Items listed in a dataset

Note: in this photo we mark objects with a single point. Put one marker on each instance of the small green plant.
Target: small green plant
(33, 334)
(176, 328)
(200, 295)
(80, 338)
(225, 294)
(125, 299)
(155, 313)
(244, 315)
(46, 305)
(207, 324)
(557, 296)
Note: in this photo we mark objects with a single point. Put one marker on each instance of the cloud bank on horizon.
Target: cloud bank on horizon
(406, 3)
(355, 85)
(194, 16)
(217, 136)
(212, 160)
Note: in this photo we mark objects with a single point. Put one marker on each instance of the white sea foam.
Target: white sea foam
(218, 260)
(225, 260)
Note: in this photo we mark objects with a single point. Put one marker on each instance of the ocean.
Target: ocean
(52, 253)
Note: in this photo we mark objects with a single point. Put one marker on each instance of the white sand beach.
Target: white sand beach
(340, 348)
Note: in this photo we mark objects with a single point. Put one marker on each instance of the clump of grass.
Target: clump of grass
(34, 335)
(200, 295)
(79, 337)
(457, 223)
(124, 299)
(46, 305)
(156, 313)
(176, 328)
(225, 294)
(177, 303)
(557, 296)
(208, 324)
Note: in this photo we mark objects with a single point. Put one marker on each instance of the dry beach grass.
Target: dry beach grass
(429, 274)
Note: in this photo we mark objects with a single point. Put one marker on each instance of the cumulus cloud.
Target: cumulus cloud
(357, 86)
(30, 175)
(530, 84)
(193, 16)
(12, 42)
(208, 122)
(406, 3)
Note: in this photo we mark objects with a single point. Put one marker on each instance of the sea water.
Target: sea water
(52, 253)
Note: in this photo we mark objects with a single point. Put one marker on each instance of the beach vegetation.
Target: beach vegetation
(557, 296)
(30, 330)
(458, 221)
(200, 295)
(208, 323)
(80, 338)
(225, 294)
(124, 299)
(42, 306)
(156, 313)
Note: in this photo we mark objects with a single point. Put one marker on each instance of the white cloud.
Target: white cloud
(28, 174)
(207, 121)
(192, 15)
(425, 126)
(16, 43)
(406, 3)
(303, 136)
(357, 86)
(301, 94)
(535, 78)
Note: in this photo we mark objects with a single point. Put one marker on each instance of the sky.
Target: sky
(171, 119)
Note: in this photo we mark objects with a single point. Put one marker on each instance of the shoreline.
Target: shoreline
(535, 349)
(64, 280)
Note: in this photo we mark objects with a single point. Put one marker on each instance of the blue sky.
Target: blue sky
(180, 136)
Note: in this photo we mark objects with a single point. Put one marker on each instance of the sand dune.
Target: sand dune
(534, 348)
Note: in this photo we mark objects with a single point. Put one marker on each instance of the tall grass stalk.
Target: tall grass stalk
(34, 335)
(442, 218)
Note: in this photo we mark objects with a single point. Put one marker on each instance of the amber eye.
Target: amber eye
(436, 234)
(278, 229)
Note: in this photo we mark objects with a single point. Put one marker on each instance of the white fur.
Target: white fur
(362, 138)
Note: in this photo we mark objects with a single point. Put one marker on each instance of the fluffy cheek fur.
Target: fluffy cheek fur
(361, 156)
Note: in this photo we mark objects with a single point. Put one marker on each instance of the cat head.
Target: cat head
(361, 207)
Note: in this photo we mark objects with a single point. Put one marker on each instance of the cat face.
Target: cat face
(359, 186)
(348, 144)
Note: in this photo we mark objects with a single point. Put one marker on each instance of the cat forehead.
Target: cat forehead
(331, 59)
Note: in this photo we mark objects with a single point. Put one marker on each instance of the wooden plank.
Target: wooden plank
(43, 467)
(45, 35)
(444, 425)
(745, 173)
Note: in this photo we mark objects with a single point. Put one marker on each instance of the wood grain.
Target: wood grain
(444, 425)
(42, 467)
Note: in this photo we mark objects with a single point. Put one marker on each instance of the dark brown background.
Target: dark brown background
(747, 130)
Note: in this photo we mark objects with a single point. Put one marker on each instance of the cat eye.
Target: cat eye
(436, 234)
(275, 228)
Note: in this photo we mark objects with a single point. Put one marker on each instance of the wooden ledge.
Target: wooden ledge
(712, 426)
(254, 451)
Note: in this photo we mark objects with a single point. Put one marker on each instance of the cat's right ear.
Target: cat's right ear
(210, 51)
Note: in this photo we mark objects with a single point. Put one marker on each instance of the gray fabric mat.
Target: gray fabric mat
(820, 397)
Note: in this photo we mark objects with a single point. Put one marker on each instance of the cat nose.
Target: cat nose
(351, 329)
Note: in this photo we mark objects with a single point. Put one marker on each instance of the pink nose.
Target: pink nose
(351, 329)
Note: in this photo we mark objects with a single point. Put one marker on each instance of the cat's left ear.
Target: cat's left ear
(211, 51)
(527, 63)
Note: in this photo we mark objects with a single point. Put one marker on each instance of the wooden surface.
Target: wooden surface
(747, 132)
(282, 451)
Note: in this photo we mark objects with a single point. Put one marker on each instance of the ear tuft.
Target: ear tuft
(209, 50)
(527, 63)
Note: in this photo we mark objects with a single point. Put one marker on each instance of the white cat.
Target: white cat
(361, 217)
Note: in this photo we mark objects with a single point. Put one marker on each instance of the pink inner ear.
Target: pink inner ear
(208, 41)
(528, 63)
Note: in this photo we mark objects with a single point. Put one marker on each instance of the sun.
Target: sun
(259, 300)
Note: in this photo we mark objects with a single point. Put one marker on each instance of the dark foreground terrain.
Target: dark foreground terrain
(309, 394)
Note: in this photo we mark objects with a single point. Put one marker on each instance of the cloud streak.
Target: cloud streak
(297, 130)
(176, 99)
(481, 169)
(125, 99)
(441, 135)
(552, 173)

§ **TASK TO COMPLETE**:
Make an exact copy of the listing, including every line.

§ **THE SOLUTION**:
Note: in this photo we mark objects with a single point. Put one marker on each instance of the small green plant.
Target: small green plant
(33, 334)
(176, 328)
(200, 295)
(80, 338)
(225, 294)
(125, 299)
(155, 313)
(244, 315)
(46, 305)
(207, 324)
(557, 296)
Note: in this photo we mark objects with a single point. Put one marker on each instance of the cloud bank on horizon.
Target: cloud bank on horizon
(406, 3)
(355, 85)
(194, 16)
(217, 136)
(212, 160)
Note: in this photo we mark objects with a single point. Put one marker on each instance of the white sea foam.
Target: white sea foam
(218, 260)
(225, 260)
Note: in this photo we mark objects with a single point. Put one marker on each instance of the ocean.
Target: ocean
(52, 253)
Note: in this photo we mark objects with a single point. Put one marker on each instance of the white sand beach.
Target: white sand beach
(340, 348)
Note: in this photo we mark objects with a single point. Put one marker on each instance of the clump of grass.
Target: clump of grass
(34, 335)
(200, 295)
(79, 337)
(457, 223)
(124, 299)
(46, 305)
(156, 313)
(176, 328)
(225, 294)
(177, 303)
(557, 296)
(208, 324)
Note: in this photo we mark objects with a single point. Put one marker on each instance of the dry beach grass.
Target: dry beach grass
(429, 274)
Note: in this photo we mark objects with a single point. Put one marker on each instance of the cumulus cloud.
Target: cumulus cloud
(357, 86)
(30, 175)
(530, 84)
(193, 16)
(12, 42)
(208, 122)
(406, 3)
Note: in this photo we mark objects with a single point. Put one marker on each instance of the sea water.
Target: sea water
(52, 253)
Note: in this photo we mark objects with a single point. Put one marker on each instance of the beach vegetation.
Target: beach vegetation
(557, 296)
(30, 330)
(458, 221)
(200, 295)
(208, 323)
(80, 338)
(225, 294)
(124, 299)
(42, 306)
(156, 313)
Note: in this photo we mark objects with a single point. Put one marker on each instance of the white cloud.
Target: white cloud
(28, 174)
(207, 121)
(192, 15)
(425, 126)
(16, 43)
(406, 3)
(303, 136)
(357, 86)
(301, 94)
(535, 78)
Note: in this photo we mark objects with a single point. Put one marker on each instance of the sky.
Target: sky
(171, 119)
Note: in this photo we mark objects with a single point. Put one marker on each instance of the shoreline.
Target: shoreline
(535, 349)
(64, 280)
Note: in this photo we mark objects with a single point. Put one marker on each instance of the blue sky.
Target: blue sky
(180, 136)
Note: in this photo we mark objects with a single point. Put one marker on each instance of the sand dune.
Target: sand dune
(534, 348)
Note: in this photo we mark objects with a single point. Put one marker on each instance of the tall grass stalk.
Target: tall grass stalk
(34, 335)
(442, 218)
Note: in this photo we mark objects with a single point. Put one marker on each instance of the amber eye.
Target: amber eye
(436, 234)
(278, 229)
Note: in this photo we mark objects with a single point. Put one marker on each instance of the white fur.
Target: white fur
(362, 138)
Note: in this photo we mark objects with a single point. Put one marker on each instance of the fluffy cheek fur.
Target: fluffy cheek fur
(361, 156)
Note: in this photo we mark objects with a single point. Put one marker on each instance of the cat head.
Target: cat head
(361, 207)
Note: in this photo we mark objects with a single point. Put one marker on each instance of the cat face.
Target: cat face
(359, 186)
(348, 144)
Note: in this photo we mark objects with a single point. Put one marker on each instance of the cat forehead.
Target: cat forehead
(331, 59)
Note: in this photo we mark objects with a single point. Put one marker on each instance of the wooden plank.
Target: wooden plank
(43, 467)
(45, 35)
(444, 425)
(745, 173)
Note: in this photo we mark objects with a single point. Put one marker on each instance of the wood grain.
Target: wood grain
(444, 425)
(42, 467)
Note: in this photo we mark objects with a single point. Put one marker on each instance of the dark brown background.
Target: dark brown background
(747, 130)
Note: in this photo we mark objects with a single point. Put one marker on each instance of the cat eye.
Target: cat eye
(436, 234)
(275, 228)
Note: in this photo we mark objects with a single point. Put one marker on each instance of the wooden ledge.
Target: wooden ledge
(712, 426)
(254, 451)
Note: in this photo we mark objects with a single point. Put one marker on each instance of the cat's right ear.
Target: cat's right ear
(210, 51)
Note: in this photo we mark objects with a single point. Put one marker on each instance of the gray fabric mat.
Target: gray fabric mat
(820, 397)
Note: in this photo we mark objects with a single point. Put one marker on each instance of the cat nose.
Target: cat nose
(351, 329)
Note: in this photo we mark objects with a single point. Put one marker on each instance of the pink nose.
Target: pink nose
(351, 329)
Note: in this photo we mark objects with a single point. Put one marker on each instance of the cat's left ear.
Target: cat's left ear
(211, 51)
(527, 63)
Note: in this photo we mark objects with a single point. Put one marker on each instance of the wooden surface.
Target: wooden surface
(747, 132)
(282, 451)
Note: in this photo we mark objects with a single point. Put one marker on each instance of the ear tuft.
Target: ear tuft
(209, 50)
(527, 63)
Note: in this photo we mark objects with a single point. Put one marker on each instance of the white cat.
Target: white cat
(361, 217)
Note: in this photo we mark objects with a single point. Put one marker on each instance of the pink inner ear.
Target: pink inner ear
(208, 41)
(528, 63)
Note: in this photo we mark objects with a single point. Put one marker on each instance of the sun.
Target: sun
(259, 300)
Note: in this photo we mark objects with a single point. Put one marker on each instance of the dark foreground terrain.
Target: dark foreground terrain
(309, 394)
Note: in this photo we mark objects with a single point. Put one marker on each instance of the cloud streak.
Target: cloud streak
(297, 130)
(176, 99)
(481, 169)
(125, 99)
(441, 135)
(552, 173)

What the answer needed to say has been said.